◆ What to do ◆
Report every line in the entries below that contains the word "jersey", copying each one in full.
====================
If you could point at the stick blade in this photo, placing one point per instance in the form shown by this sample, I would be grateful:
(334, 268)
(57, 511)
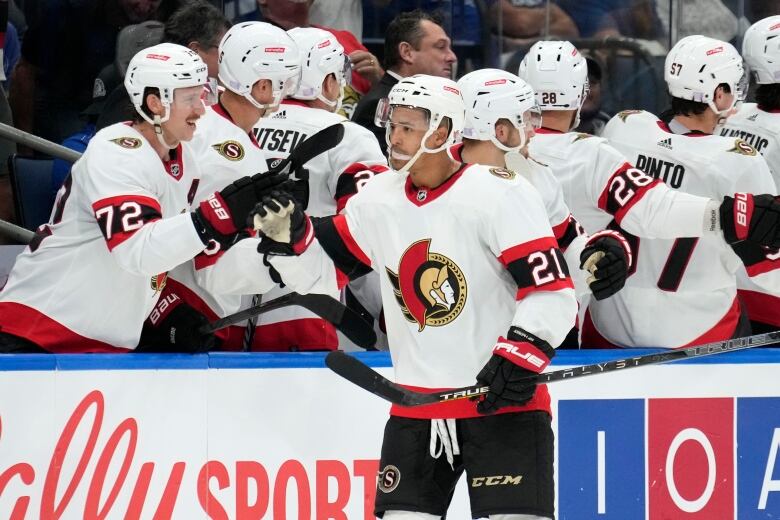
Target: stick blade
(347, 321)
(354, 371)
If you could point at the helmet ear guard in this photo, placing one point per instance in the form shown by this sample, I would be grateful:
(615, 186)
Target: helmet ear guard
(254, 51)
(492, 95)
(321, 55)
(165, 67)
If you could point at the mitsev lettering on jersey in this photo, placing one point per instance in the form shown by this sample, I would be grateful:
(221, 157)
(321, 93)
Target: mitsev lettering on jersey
====================
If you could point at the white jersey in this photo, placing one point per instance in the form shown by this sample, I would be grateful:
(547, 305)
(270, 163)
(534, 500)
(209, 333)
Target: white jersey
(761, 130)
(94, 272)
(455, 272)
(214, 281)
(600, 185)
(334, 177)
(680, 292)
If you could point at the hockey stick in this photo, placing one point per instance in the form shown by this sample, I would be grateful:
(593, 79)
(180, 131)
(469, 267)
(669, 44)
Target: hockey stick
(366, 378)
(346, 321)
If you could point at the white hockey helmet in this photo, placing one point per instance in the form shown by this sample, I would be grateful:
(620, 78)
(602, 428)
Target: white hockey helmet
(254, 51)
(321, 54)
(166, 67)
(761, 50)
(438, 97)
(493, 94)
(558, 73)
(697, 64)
====================
◆ Correct response ◆
If you could point at the mitsev lettering on jersey in this photo, placing one point per instance in the form shown by this sample, I would be grateful:
Target: mitsev lettering on jersey
If you could point at the white jersey in this photo, placing one point per instance in the form shown by this sample, I would be grateful:
Target: white jersey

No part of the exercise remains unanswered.